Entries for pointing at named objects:
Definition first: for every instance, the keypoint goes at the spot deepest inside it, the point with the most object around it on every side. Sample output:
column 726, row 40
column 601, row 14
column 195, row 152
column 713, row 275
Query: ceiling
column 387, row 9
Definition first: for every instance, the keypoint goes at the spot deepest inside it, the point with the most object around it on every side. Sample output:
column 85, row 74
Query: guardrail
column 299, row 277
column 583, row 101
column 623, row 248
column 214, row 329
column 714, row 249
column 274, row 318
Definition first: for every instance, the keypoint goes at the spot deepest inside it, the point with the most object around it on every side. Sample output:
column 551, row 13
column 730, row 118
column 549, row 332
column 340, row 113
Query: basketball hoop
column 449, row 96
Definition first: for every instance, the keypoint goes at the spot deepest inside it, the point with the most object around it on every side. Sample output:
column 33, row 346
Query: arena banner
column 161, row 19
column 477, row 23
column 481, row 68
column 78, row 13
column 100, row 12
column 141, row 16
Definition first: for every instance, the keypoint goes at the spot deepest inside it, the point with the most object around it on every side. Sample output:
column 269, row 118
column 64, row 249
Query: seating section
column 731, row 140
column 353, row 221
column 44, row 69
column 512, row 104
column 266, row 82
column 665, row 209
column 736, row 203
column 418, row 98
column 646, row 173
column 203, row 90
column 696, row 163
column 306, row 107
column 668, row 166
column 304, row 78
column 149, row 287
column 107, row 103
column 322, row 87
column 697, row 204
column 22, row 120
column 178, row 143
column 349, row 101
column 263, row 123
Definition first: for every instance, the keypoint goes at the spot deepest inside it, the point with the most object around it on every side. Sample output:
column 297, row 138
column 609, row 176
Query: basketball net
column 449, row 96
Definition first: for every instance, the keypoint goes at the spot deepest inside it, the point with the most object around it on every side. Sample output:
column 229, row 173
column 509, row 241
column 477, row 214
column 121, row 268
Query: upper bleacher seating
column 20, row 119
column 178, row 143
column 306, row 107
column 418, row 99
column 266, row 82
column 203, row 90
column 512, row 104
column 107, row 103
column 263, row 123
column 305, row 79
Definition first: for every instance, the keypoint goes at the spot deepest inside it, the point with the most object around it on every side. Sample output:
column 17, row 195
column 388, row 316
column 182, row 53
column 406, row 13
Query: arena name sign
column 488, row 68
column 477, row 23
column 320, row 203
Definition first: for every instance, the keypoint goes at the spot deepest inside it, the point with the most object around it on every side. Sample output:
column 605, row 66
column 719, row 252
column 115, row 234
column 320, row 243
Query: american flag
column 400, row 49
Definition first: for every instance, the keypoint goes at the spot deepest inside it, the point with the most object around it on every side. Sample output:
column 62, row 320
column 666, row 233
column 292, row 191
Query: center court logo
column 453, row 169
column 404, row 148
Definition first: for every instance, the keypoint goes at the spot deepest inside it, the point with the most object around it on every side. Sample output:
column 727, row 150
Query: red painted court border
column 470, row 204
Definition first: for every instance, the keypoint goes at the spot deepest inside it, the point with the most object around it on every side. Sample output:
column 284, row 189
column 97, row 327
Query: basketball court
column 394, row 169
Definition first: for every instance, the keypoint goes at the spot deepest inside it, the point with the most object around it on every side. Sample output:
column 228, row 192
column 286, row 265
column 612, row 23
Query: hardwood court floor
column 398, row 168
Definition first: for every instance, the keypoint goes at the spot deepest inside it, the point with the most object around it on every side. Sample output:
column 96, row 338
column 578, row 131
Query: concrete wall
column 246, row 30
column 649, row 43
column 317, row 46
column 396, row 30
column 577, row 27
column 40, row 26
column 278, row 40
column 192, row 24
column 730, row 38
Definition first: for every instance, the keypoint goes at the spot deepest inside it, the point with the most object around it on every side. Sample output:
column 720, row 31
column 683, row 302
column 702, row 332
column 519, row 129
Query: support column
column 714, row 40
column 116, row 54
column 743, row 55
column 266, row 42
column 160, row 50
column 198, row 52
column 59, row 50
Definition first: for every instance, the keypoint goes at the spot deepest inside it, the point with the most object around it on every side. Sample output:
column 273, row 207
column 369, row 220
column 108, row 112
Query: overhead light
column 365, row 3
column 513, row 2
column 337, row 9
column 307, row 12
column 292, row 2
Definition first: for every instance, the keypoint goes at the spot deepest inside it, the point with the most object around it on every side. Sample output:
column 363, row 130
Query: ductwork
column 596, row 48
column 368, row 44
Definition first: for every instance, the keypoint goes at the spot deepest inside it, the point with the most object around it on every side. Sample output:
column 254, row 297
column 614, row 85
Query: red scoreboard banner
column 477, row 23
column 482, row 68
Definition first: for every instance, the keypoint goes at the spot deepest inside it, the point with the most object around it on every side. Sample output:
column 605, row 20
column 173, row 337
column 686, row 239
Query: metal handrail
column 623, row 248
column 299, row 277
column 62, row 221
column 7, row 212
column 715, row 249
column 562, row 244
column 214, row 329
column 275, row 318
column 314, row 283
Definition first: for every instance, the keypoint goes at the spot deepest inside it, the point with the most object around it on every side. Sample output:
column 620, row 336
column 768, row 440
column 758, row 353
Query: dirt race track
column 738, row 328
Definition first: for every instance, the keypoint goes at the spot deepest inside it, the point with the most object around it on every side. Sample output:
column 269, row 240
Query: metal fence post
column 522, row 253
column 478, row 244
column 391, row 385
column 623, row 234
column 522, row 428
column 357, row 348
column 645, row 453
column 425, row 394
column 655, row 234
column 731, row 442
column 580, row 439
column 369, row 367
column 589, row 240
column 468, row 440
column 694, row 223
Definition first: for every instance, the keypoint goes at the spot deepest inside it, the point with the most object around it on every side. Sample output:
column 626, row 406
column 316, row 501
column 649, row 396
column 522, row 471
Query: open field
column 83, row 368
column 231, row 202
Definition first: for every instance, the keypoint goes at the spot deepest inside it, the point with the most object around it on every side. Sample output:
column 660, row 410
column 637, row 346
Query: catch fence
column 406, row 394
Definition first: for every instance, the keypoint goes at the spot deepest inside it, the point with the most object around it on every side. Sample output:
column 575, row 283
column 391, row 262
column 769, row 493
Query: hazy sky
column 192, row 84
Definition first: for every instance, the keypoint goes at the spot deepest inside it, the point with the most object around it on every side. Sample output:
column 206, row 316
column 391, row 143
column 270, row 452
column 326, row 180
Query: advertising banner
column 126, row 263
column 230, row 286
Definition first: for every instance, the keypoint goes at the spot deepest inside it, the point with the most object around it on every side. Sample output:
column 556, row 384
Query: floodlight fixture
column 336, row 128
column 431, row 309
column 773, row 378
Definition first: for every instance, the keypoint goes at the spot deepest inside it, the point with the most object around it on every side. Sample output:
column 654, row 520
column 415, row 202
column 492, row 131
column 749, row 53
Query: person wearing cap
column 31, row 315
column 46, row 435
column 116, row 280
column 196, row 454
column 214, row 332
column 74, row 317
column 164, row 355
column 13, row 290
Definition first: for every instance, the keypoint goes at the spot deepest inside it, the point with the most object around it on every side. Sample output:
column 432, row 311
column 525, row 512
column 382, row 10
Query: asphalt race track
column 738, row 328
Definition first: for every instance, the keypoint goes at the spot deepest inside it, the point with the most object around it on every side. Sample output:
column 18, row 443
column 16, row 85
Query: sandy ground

__What is asked__. Render every line of the material above as a Markdown table with two columns, No. and Entry. Give each line its own numbered row and skip any blank lines.

__Answer below__.
| No. | Entry |
|---|---|
| 1 | Definition first: for every instance, the keypoint goes at the spot deepest inside it, the point with the most object around it on every side. Sample output: |
| 2 | column 726, row 40 |
| 3 | column 601, row 14 |
| 4 | column 195, row 152 |
| 5 | column 713, row 275 |
| 6 | Query: ceiling |
| 7 | column 387, row 9 |
| 8 | Definition first: for every instance, the keypoint goes at the spot deepest inside it, the point with the most object around it on every side. Sample output: |
| 9 | column 85, row 74 |
| 10 | Query: guardrail |
| 11 | column 299, row 277 |
| 12 | column 583, row 101 |
| 13 | column 623, row 248 |
| 14 | column 214, row 329 |
| 15 | column 714, row 249 |
| 16 | column 274, row 318 |
| 17 | Definition first: for every instance, the keypoint goes at the spot deepest inside it, the point with the most object around it on every side. Sample output: |
| 18 | column 551, row 13 |
| 19 | column 730, row 118 |
| 20 | column 549, row 332 |
| 21 | column 340, row 113 |
| 22 | Query: basketball hoop |
| 23 | column 449, row 96 |
| 24 | Definition first: for every instance, the keypoint goes at the spot deepest inside it, the point with the most object around it on every side. Sample output: |
| 25 | column 33, row 346 |
| 26 | Query: arena banner |
| 27 | column 161, row 19 |
| 28 | column 477, row 23 |
| 29 | column 481, row 68 |
| 30 | column 78, row 13 |
| 31 | column 100, row 12 |
| 32 | column 141, row 16 |
| 33 | Definition first: for every instance, the keypoint goes at the spot deepest inside it, the point with the most object around it on every side. Sample output: |
| 34 | column 269, row 118 |
| 35 | column 64, row 249 |
| 36 | Query: seating section |
| 37 | column 731, row 140 |
| 38 | column 353, row 221 |
| 39 | column 44, row 69 |
| 40 | column 512, row 104 |
| 41 | column 266, row 82 |
| 42 | column 665, row 209 |
| 43 | column 736, row 203 |
| 44 | column 418, row 98 |
| 45 | column 646, row 173 |
| 46 | column 203, row 90 |
| 47 | column 696, row 163 |
| 48 | column 306, row 107 |
| 49 | column 668, row 166 |
| 50 | column 304, row 78 |
| 51 | column 149, row 287 |
| 52 | column 107, row 103 |
| 53 | column 322, row 87 |
| 54 | column 697, row 204 |
| 55 | column 22, row 120 |
| 56 | column 178, row 143 |
| 57 | column 349, row 101 |
| 58 | column 263, row 123 |
| 59 | Definition first: for every instance, the keypoint goes at the spot deepest inside it, the point with the most object around it on every side. Sample output: |
| 60 | column 297, row 138 |
| 61 | column 609, row 176 |
| 62 | Query: basketball net |
| 63 | column 449, row 96 |
| 64 | Definition first: for every instance, the keypoint goes at the spot deepest inside it, the point with the most object around it on every side. Sample output: |
| 65 | column 229, row 173 |
| 66 | column 509, row 241 |
| 67 | column 477, row 214 |
| 68 | column 121, row 268 |
| 69 | Query: upper bleacher seating |
| 70 | column 20, row 119 |
| 71 | column 178, row 143 |
| 72 | column 306, row 107 |
| 73 | column 418, row 99 |
| 74 | column 266, row 82 |
| 75 | column 203, row 90 |
| 76 | column 512, row 104 |
| 77 | column 107, row 103 |
| 78 | column 263, row 123 |
| 79 | column 305, row 79 |
| 80 | Definition first: for every instance, the keypoint goes at the spot deepest inside it, the point with the most object around it on every side. Sample output: |
| 81 | column 17, row 195 |
| 82 | column 388, row 316 |
| 83 | column 182, row 53 |
| 84 | column 406, row 13 |
| 85 | Query: arena name sign |
| 86 | column 488, row 68 |
| 87 | column 477, row 23 |
| 88 | column 320, row 203 |
| 89 | Definition first: for every instance, the keypoint goes at the spot deepest inside it, the point with the most object around it on every side. Sample output: |
| 90 | column 605, row 66 |
| 91 | column 719, row 252 |
| 92 | column 115, row 234 |
| 93 | column 320, row 243 |
| 94 | Query: american flag |
| 95 | column 400, row 49 |
| 96 | Definition first: for every instance, the keypoint goes at the spot deepest inside it, the point with the most object around it on every side. Sample output: |
| 97 | column 62, row 320 |
| 98 | column 666, row 233 |
| 99 | column 292, row 191 |
| 100 | Query: center court logo |
| 101 | column 453, row 169 |
| 102 | column 404, row 148 |
| 103 | Definition first: for every instance, the keypoint goes at the spot deepest inside it, the point with the most object around it on every side. Sample output: |
| 104 | column 727, row 150 |
| 105 | Query: red painted court border |
| 106 | column 470, row 204 |
| 107 | Definition first: for every instance, the keypoint goes at the spot deepest inside it, the point with the most object around it on every side. Sample output: |
| 108 | column 284, row 189 |
| 109 | column 97, row 327 |
| 110 | Query: basketball court |
| 111 | column 394, row 169 |
| 112 | Definition first: for every instance, the keypoint goes at the spot deepest inside it, the point with the most object around it on every side. Sample output: |
| 113 | column 228, row 192 |
| 114 | column 286, row 265 |
| 115 | column 612, row 23 |
| 116 | Query: hardwood court floor |
| 117 | column 398, row 168 |
| 118 | Definition first: for every instance, the keypoint goes at the spot deepest inside it, the point with the most object around it on every side. Sample output: |
| 119 | column 96, row 338 |
| 120 | column 578, row 131 |
| 121 | Query: concrete wall |
| 122 | column 246, row 30 |
| 123 | column 649, row 43 |
| 124 | column 317, row 46 |
| 125 | column 396, row 30 |
| 126 | column 577, row 27 |
| 127 | column 40, row 26 |
| 128 | column 278, row 40 |
| 129 | column 192, row 24 |
| 130 | column 730, row 38 |
| 131 | Definition first: for every instance, the keypoint goes at the spot deepest inside it, the point with the most object around it on every side. Sample output: |
| 132 | column 720, row 31 |
| 133 | column 683, row 302 |
| 134 | column 702, row 332 |
| 135 | column 519, row 129 |
| 136 | Query: support column |
| 137 | column 714, row 40 |
| 138 | column 116, row 54 |
| 139 | column 743, row 55 |
| 140 | column 266, row 42 |
| 141 | column 160, row 50 |
| 142 | column 198, row 52 |
| 143 | column 59, row 50 |
| 144 | Definition first: for every instance, the keypoint goes at the spot deepest inside it, the point with the most object around it on every side. Sample output: |
| 145 | column 273, row 207 |
| 146 | column 369, row 220 |
| 147 | column 108, row 112 |
| 148 | Query: overhead light |
| 149 | column 365, row 3 |
| 150 | column 513, row 2 |
| 151 | column 337, row 9 |
| 152 | column 307, row 12 |
| 153 | column 292, row 2 |
| 154 | Definition first: for every instance, the keypoint goes at the spot deepest inside it, the point with the most object around it on every side. Sample output: |
| 155 | column 363, row 130 |
| 156 | Query: ductwork |
| 157 | column 596, row 48 |
| 158 | column 368, row 44 |
| 159 | Definition first: for every instance, the keypoint goes at the spot deepest inside it, the point with the most object around it on every side. Sample output: |
| 160 | column 254, row 297 |
| 161 | column 614, row 85 |
| 162 | Query: red scoreboard banner |
| 163 | column 477, row 23 |
| 164 | column 482, row 68 |
| 165 | Definition first: for every instance, the keypoint goes at the spot deepest inside it, the point with the most object around it on every side. Sample output: |
| 166 | column 605, row 20 |
| 167 | column 173, row 337 |
| 168 | column 686, row 239 |
| 169 | Query: metal handrail |
| 170 | column 623, row 248 |
| 171 | column 299, row 277 |
| 172 | column 62, row 221 |
| 173 | column 7, row 212 |
| 174 | column 715, row 249 |
| 175 | column 562, row 244 |
| 176 | column 214, row 329 |
| 177 | column 275, row 318 |
| 178 | column 314, row 283 |
| 179 | Definition first: for every instance, the keypoint goes at the spot deepest inside it, the point with the most object around it on every side. Sample output: |
| 180 | column 620, row 336 |
| 181 | column 768, row 440 |
| 182 | column 758, row 353 |
| 183 | Query: dirt race track |
| 184 | column 738, row 328 |
| 185 | Definition first: for every instance, the keypoint goes at the spot deepest inside it, the point with the most object around it on every side. Sample output: |
| 186 | column 269, row 240 |
| 187 | Query: metal fence post |
| 188 | column 522, row 253 |
| 189 | column 478, row 244 |
| 190 | column 391, row 385 |
| 191 | column 623, row 234 |
| 192 | column 522, row 428 |
| 193 | column 357, row 348 |
| 194 | column 645, row 453 |
| 195 | column 425, row 394 |
| 196 | column 655, row 234 |
| 197 | column 731, row 442 |
| 198 | column 580, row 439 |
| 199 | column 369, row 367 |
| 200 | column 589, row 240 |
| 201 | column 468, row 440 |
| 202 | column 694, row 223 |
| 203 | Definition first: for every instance, the keypoint goes at the spot deepest inside it, the point with the most object around it on every side. Sample output: |
| 204 | column 626, row 406 |
| 205 | column 316, row 501 |
| 206 | column 649, row 396 |
| 207 | column 522, row 471 |
| 208 | Query: open field |
| 209 | column 83, row 368 |
| 210 | column 231, row 202 |
| 211 | Definition first: for every instance, the keypoint goes at the spot deepest inside it, the point with the most object around it on every side. Sample output: |
| 212 | column 660, row 410 |
| 213 | column 637, row 346 |
| 214 | Query: catch fence |
| 215 | column 406, row 394 |
| 216 | Definition first: for every instance, the keypoint goes at the spot deepest inside it, the point with the most object around it on every side. Sample output: |
| 217 | column 575, row 283 |
| 218 | column 391, row 262 |
| 219 | column 769, row 493 |
| 220 | Query: hazy sky |
| 221 | column 192, row 84 |
| 222 | Definition first: for every instance, the keypoint goes at the spot deepest inside it, the point with the most object around it on every side. Sample output: |
| 223 | column 206, row 316 |
| 224 | column 391, row 143 |
| 225 | column 270, row 452 |
| 226 | column 326, row 180 |
| 227 | Query: advertising banner |
| 228 | column 126, row 263 |
| 229 | column 230, row 286 |
| 230 | Definition first: for every instance, the keypoint goes at the spot deepest inside it, the point with the most object around it on every side. Sample output: |
| 231 | column 556, row 384 |
| 232 | Query: floodlight fixture |
| 233 | column 336, row 128 |
| 234 | column 431, row 309 |
| 235 | column 773, row 378 |
| 236 | Definition first: for every instance, the keypoint goes at the spot deepest inside it, the point with the most object around it on every side. Sample output: |
| 237 | column 654, row 520 |
| 238 | column 415, row 202 |
| 239 | column 492, row 131 |
| 240 | column 749, row 53 |
| 241 | Query: person wearing cap |
| 242 | column 31, row 315 |
| 243 | column 46, row 435 |
| 244 | column 116, row 280 |
| 245 | column 196, row 454 |
| 246 | column 214, row 332 |
| 247 | column 74, row 317 |
| 248 | column 164, row 355 |
| 249 | column 13, row 290 |
| 250 | Definition first: for every instance, the keypoint goes at the spot deepest inside it, the point with the most object around it on every side. Sample output: |
| 251 | column 432, row 311 |
| 252 | column 525, row 512 |
| 253 | column 382, row 10 |
| 254 | Query: asphalt race track |
| 255 | column 738, row 328 |
| 256 | Definition first: for every instance, the keypoint goes at the spot deepest inside it, the point with the most object around it on every side. Sample output: |
| 257 | column 18, row 443 |
| 258 | column 16, row 85 |
| 259 | Query: sandy ground |